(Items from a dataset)

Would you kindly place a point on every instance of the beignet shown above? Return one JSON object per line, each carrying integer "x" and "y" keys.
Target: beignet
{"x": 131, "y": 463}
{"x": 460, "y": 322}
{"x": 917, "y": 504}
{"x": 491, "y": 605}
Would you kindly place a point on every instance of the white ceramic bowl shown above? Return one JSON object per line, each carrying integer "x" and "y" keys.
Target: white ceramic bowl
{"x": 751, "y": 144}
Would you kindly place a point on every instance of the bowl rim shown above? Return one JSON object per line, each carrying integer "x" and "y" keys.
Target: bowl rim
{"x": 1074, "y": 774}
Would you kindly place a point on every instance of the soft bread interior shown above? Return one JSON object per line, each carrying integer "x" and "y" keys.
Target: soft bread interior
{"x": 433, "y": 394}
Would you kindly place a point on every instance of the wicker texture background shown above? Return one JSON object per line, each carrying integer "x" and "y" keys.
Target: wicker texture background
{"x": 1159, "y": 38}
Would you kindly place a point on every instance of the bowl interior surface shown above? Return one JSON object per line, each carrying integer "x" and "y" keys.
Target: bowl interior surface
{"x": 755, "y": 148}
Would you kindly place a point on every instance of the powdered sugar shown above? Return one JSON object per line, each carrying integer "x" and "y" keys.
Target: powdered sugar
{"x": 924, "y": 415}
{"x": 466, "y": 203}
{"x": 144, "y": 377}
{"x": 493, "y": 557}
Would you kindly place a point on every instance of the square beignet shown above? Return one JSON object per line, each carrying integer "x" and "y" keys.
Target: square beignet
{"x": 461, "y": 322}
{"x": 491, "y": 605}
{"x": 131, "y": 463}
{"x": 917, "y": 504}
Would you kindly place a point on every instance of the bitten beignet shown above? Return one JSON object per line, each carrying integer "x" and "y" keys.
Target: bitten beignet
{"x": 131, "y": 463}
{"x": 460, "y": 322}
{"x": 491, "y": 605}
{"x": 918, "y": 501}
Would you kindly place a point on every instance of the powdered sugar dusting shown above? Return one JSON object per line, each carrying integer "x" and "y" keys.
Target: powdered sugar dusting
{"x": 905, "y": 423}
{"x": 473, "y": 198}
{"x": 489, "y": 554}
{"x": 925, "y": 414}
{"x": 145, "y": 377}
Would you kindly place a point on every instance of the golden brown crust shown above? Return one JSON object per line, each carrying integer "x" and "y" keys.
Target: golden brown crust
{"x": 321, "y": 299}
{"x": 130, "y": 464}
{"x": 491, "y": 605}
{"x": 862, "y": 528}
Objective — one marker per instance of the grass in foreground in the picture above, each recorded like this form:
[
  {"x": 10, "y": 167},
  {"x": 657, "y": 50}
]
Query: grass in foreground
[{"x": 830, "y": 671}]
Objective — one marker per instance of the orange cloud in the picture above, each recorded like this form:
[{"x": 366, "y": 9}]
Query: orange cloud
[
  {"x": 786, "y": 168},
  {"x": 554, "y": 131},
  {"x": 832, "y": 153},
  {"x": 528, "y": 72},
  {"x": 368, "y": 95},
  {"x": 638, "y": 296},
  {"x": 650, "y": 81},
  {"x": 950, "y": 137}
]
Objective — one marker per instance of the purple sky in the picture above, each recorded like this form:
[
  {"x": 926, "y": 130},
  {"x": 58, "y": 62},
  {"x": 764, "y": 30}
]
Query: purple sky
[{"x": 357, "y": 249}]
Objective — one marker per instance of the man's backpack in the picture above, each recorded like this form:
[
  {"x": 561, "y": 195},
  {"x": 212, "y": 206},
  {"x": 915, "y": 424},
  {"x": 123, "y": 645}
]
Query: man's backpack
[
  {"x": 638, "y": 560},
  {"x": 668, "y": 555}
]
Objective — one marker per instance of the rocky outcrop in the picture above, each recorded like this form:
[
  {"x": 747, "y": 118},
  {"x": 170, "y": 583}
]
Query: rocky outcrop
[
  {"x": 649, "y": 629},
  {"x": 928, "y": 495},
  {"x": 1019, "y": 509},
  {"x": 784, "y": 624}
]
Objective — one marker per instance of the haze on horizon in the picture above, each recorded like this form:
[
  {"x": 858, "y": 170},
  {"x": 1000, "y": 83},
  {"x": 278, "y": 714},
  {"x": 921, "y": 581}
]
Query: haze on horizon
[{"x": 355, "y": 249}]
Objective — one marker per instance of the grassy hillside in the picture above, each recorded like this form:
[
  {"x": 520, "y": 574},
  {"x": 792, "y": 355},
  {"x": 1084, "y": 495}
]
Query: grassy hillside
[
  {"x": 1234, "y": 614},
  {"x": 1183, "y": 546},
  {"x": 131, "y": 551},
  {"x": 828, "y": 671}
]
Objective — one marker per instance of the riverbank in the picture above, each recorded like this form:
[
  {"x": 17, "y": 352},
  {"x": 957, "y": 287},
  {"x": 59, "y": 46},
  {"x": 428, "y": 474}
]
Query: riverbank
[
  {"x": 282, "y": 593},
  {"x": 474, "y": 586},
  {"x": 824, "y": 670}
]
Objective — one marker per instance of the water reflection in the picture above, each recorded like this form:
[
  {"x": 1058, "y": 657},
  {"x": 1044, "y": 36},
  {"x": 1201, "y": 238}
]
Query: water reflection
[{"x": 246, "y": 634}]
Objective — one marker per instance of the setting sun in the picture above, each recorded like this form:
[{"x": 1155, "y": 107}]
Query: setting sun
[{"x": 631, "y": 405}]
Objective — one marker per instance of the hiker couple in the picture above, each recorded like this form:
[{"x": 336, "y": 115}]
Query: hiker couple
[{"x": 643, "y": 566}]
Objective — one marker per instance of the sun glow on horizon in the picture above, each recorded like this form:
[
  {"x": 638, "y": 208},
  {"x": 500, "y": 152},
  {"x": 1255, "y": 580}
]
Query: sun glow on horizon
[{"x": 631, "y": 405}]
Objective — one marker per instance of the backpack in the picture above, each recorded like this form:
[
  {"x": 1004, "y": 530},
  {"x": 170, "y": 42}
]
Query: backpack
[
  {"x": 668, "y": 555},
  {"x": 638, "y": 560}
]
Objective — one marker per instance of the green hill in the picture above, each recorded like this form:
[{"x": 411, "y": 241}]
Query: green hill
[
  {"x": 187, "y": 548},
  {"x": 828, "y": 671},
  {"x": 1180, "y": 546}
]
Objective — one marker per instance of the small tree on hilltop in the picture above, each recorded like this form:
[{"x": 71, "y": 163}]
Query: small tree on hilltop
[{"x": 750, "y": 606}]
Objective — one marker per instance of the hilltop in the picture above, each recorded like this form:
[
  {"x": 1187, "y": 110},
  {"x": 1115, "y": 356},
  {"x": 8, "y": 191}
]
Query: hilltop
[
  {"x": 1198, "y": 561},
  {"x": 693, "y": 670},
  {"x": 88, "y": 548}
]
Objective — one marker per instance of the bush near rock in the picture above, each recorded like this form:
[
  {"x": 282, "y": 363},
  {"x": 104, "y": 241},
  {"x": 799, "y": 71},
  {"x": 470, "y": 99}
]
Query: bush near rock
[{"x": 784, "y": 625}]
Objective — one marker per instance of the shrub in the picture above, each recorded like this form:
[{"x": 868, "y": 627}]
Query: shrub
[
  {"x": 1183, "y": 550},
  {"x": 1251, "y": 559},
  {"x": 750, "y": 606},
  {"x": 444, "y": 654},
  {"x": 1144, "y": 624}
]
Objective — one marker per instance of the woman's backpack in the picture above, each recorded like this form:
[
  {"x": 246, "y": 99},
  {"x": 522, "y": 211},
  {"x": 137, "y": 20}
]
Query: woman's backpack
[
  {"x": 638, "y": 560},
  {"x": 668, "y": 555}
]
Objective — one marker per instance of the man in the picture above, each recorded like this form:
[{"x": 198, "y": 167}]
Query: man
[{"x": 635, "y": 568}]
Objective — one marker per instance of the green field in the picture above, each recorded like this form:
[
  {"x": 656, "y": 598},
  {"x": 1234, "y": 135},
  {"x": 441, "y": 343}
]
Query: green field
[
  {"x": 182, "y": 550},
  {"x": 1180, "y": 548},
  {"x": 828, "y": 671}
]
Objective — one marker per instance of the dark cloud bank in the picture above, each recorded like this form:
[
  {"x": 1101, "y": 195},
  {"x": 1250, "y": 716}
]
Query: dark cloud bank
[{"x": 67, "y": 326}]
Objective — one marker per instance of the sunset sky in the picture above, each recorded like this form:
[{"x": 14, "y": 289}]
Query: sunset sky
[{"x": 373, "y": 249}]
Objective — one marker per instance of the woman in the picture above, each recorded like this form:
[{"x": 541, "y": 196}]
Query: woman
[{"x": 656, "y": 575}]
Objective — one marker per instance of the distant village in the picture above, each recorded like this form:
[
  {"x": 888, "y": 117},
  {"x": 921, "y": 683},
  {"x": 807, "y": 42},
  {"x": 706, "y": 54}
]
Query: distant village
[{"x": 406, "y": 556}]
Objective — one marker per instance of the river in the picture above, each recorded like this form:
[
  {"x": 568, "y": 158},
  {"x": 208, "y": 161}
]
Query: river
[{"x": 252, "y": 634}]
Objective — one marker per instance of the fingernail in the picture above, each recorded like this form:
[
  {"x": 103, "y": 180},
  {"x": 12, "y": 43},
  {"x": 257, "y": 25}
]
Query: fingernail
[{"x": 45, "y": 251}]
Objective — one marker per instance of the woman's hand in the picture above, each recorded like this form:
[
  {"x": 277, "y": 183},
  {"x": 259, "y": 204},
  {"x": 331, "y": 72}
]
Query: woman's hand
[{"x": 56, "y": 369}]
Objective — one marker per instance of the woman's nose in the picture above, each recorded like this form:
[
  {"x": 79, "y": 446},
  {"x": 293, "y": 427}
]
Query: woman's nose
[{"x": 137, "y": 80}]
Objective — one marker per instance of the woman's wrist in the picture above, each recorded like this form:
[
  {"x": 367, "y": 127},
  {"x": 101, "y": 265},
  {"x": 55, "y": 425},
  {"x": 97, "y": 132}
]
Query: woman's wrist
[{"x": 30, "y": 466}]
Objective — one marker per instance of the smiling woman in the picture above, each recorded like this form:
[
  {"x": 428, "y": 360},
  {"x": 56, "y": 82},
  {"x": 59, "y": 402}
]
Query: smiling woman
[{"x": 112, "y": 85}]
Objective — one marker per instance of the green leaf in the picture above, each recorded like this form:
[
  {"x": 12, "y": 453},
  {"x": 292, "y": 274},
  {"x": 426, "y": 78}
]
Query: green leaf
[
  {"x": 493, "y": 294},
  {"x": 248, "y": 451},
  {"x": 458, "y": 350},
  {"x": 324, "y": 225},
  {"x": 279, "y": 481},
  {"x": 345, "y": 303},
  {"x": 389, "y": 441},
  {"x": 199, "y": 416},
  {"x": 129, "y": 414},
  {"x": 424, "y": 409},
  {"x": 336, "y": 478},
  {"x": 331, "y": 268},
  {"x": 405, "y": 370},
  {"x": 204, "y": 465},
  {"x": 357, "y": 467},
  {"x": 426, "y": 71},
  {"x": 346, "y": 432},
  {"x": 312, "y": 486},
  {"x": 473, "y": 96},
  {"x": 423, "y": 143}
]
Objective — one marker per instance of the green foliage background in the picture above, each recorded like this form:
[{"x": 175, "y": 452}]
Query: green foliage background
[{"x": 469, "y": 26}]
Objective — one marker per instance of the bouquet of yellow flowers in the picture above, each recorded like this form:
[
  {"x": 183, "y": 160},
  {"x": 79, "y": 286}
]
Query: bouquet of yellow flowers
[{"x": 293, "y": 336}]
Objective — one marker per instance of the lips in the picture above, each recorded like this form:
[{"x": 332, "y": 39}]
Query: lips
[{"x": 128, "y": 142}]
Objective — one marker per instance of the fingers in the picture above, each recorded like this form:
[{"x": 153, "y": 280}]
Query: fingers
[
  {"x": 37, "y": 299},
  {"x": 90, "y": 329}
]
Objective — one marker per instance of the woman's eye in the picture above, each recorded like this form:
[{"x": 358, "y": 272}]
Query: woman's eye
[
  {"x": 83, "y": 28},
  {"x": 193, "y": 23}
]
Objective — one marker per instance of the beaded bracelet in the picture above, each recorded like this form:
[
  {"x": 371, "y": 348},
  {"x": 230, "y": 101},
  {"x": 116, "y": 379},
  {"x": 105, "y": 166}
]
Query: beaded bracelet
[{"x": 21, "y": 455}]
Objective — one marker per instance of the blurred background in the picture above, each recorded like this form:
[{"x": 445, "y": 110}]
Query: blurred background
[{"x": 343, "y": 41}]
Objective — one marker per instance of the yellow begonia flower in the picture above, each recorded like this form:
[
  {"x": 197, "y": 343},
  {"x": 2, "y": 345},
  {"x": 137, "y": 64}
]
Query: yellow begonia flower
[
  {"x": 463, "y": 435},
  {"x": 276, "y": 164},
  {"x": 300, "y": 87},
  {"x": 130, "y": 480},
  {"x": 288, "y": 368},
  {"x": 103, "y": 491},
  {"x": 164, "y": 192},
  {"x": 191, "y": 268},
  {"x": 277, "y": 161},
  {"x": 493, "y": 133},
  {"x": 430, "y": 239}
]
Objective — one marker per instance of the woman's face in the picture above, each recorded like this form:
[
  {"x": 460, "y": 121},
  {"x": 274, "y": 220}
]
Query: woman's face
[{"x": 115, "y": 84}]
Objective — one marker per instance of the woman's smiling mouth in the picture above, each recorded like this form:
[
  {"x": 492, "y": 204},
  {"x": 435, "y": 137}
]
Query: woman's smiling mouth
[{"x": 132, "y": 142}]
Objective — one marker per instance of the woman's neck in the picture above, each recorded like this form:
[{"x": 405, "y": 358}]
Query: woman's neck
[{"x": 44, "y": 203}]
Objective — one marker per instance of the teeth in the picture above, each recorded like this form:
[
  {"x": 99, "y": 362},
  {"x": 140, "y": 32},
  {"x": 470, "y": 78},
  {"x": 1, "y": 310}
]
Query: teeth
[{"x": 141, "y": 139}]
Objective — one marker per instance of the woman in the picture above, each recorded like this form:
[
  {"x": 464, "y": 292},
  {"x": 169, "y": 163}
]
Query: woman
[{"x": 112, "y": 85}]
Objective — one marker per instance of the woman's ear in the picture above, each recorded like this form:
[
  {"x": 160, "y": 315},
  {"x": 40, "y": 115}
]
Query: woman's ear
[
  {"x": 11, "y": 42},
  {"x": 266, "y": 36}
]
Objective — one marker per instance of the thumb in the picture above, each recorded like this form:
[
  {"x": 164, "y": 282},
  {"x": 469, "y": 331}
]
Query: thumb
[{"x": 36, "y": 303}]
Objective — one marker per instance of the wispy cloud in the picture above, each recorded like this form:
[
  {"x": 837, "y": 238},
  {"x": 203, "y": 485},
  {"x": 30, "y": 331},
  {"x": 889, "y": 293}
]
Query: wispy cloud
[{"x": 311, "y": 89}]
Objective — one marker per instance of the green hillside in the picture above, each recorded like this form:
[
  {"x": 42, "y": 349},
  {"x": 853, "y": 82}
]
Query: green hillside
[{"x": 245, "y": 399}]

WORK REQUIRED. Recast the lines from the one containing "Objective — one marker per instance of the wispy" through the end of the records, inclusive, as a numbered list, leaving out blank lines.

SOLUTION TO THE EXERCISE.
1. Objective — one marker per instance of the wispy cloud in the picture above, each recorded like this form:
2. [
3.   {"x": 837, "y": 238},
4.   {"x": 203, "y": 485},
5.   {"x": 30, "y": 331},
6.   {"x": 889, "y": 293}
7. ]
8. Query: wispy cloud
9. [{"x": 311, "y": 89}]
10. Objective — one marker per instance of the green hillside in the picture above, each recorded like this form:
11. [
12.   {"x": 42, "y": 349},
13.   {"x": 853, "y": 82}
14. ]
15. Query: green hillside
16. [{"x": 245, "y": 399}]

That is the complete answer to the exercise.